• _Goal 1_
Name every city that the jewelry market text lists for affluent tier-2 expansion.

• _Page text_
The state of Maharashtra has launched its Gem and Jewellery Policy 2025 in an effort to compete with hubs like Surat in the adjacent state of Gujarat. A significant project will be the upcoming India Jewellery Park in Navi Mumbai, expected to be Asia’s third largest. Maharashtra’s policy will support the entire gem and jewelry industrial ecosystem, including manufacturing, exports, and skill development. Financial incentives include relief on electricity bills and GST for the next five years.

Market entry considerations:

Format mix:
a) Flagship maison in luxury malls/high streets of Mumbai (BKC, Palladium), Delhi (DLF Emporio/Chankayapuri), Bengaluru (UB City), and Hyderabad (Banjara Hills).
b) Private by-appointment salons for high jewellery and bridal trousseau curation; pop-ups during wedding and festival seasons when conversion spikes.
c) Omnichannel for discovery, appointment booking, and after-sales (resizing, re-polish, exchange).

City rollouts: Prioritize Mumbai–Delhi–Bengaluru–Hyderabad for early payback; expand to Pune, Ahmedabad, Chandigarh, Kochi, Surat, and Lucknow for affluent tier-2 growth aligned to organized chains’ footprints.

Sourcing and compliance: Leverage IIBX/CEPA channels for bullion sourcing; maintain BIS-compliant hallmarking workflows with HUID to align with consumer protection norms and avoid enforcement risk.

Pricing architecture: Anchor collections at three ladders: lightweight entry (9–14k), signature 18k design lines, and high jewelry in 18–22k; communicate GST and hallmarking transparently to reinforce trust.

Design grammar: Merge Italian craftsmanship with India-specific motifs and wearability (convertible pieces, detachable pendants, modular bangles).

Retail partnerships: Shop-in-shops with leading luxury retailers or curated multi-brand destinations to test formats before standalone expansion.

After-sales excellence: Lifetime service, certified buy-back/exchange, and transparent weight/making-charge disclosures are competitive must-haves in India’s trust-centric market.

• _Goal 2_
Rewrite the rows below, from the one containing "black bear visible?" to the one containing "[0,117,350,731]", with both ends included. Keep each request and offset every bounding-box coordinate by 91.

• _Task data_

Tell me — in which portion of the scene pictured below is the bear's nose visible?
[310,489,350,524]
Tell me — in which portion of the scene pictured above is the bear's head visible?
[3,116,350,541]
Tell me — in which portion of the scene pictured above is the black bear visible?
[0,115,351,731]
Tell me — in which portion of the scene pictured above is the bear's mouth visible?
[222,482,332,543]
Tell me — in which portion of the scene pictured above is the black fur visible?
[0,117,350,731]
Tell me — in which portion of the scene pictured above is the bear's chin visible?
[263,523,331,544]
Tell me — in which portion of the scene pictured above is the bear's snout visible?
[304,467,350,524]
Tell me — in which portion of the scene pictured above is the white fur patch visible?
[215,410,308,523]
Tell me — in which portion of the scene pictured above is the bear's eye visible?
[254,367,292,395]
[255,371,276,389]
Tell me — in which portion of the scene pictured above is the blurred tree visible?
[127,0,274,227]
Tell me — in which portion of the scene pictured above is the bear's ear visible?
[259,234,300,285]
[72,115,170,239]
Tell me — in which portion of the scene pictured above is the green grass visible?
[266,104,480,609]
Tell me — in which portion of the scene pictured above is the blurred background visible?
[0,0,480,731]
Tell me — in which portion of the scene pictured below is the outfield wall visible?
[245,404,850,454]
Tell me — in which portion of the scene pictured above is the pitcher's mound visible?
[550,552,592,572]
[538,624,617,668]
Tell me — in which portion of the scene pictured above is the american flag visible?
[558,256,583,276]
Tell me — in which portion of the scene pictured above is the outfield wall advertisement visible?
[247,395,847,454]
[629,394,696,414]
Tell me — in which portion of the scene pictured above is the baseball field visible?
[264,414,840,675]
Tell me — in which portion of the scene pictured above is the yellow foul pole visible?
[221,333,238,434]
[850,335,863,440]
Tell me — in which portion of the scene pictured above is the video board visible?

• _Reply 1_
Pune, Ahmedabad, Chandigarh, Kochi, Surat, Lucknow

• _Reply 2_
Tell me — in which portion of the scene pictured above is the black bear visible?
[91,206,442,822]
Tell me — in which portion of the scene pictured above is the bear's mouth visible?
[313,573,423,634]
Tell me — in which portion of the scene pictured above is the black fur visible?
[91,208,441,822]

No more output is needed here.